Could you print every line of the items below verbatim, leaving the pictures out?

Dataset excerpts:
%%

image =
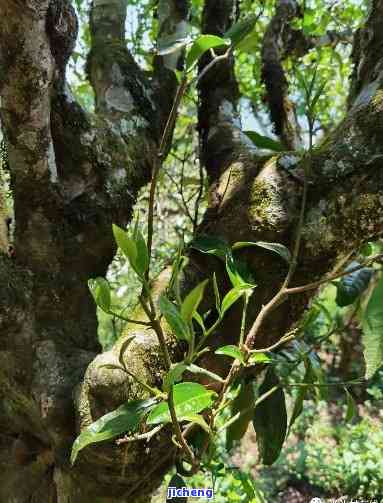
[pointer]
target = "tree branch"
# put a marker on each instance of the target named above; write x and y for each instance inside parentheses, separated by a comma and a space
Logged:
(282, 110)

%%

Task result:
image =
[pointer]
target = "tree branch"
# put a marker on each instance of the target named above; write x and y for each instance inside parentheses, separated by a comma and a space
Logged:
(282, 110)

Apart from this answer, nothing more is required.